_Provided passage_:
Transforming workplace culture: Your guide to nurturing positivity, avoiding pitfalls and driving success

by Andy Nguyen
What is workplace culture and why is it important?

Workplace culture has become even more essential for cohesion and collaboration in recent years. 

It has also become harder to grasp.  

Remote and hybrid work models remove some of the physical rituals and reminders that influence employees’ connection to culture.

For employees, this means culture is more personal

For leaders, it means embracing new approaches to guide and shape culture.

Ultimately, it means our understanding of what workplace culture is and why it’s important have evolved.

In this guide, we’re sharing data-backed insights and practical strategies to help you understand why culture matters more than ever and shape a positive employee experience.

Why? Because workplace culture is crucial for success.

Table of Contents

What is workplace culture and why is it important?

Workplace culture refers to the shared values, beliefs, attitudes, and behaviors that characterize an organization.

Admittedly, that’s a fairly broad definition. Culture is hard to encapsulate in a sentence, though many have tried:

  • The cumulative effect that leadership practices, employee behavior, workplace amenities, and organizational policies create on a worker/internal stakeholder. (Spiceworks)
  • The shared values, belief systems, attitudes, and the set of assumptions that people in a workplace share. (Forbes
  • The unique way your people live out your company’s purpose and deliver brand promises. (Gallup
  • The common set of behaviors and underlying mindsets and beliefs that shape how people work and interact day to day. (McKinsey)

These definitions get close to answering the question of “What is company culture, and why is it important?” but two things are still missing. 

The first is the commercial advantage of a great workplace culture. We’ll dive into that shortly.

The second is acknowledging that workplace culture is increasingly defined through employees’ personal experiences. 

Key takeaway

What is workplace culture and why is it important?

Culture is the shared values, beliefs, and practices that characterize an organization. Imagine it as your organization’s personality – unique, dynamic and constantly evolving.

_Job_: Output the workplace culture guide in full, word for word. The material after this point was drawn from a separate source.

_Dataset content_:
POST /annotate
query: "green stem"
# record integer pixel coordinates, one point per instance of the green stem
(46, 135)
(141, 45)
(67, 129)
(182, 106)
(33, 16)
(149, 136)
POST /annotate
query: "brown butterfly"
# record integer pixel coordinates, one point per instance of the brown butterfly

_Solution_:
Transforming workplace culture: Your guide to nurturing positivity, avoiding pitfalls and driving success

by Andy Nguyen
What is workplace culture and why is it important?

Workplace culture has become even more essential for cohesion and collaboration in recent years. 

It has also become harder to grasp.  

Remote and hybrid work models remove some of the physical rituals and reminders that influence employees’ connection to culture.

For employees, this means culture is more personal

For leaders, it means embracing new approaches to guide and shape culture.

Ultimately, it means our understanding of what workplace culture is and why it’s important have evolved.

In this guide, we’re sharing data-backed insights and practical strategies to help you understand why culture matters more than ever and shape a positive employee experience.

Why? Because workplace culture is crucial for success.

Table of Contents

What is workplace culture and why is it important?

Workplace culture refers to the shared values, beliefs, attitudes, and behaviors that characterize an organization.

Admittedly, that’s a fairly broad definition. Culture is hard to encapsulate in a sentence, though many have tried:

  • The cumulative effect that leadership practices, employee behavior, workplace amenities, and organizational policies create on a worker/internal stakeholder. (Spiceworks)
  • The shared values, belief systems, attitudes, and the set of assumptions that people in a workplace share. (Forbes
  • The unique way your people live out your company’s purpose and deliver brand promises. (Gallup
  • The common set of behaviors and underlying mindsets and beliefs that shape how people work and interact day to day. (McKinsey)

These definitions get close to answering the question of “What is company culture, and why is it important?” but two things are still missing. 

The first is the commercial advantage of a great workplace culture. We’ll dive into that shortly.

The second is acknowledging that workplace culture is increasingly defined through employees’ personal experiences. 

Key takeaway

What is workplace culture and why is it important?

Culture is the shared values, beliefs, and practices that characterize an organization. Imagine it as your organization’s personality – unique, dynamic and constantly evolving.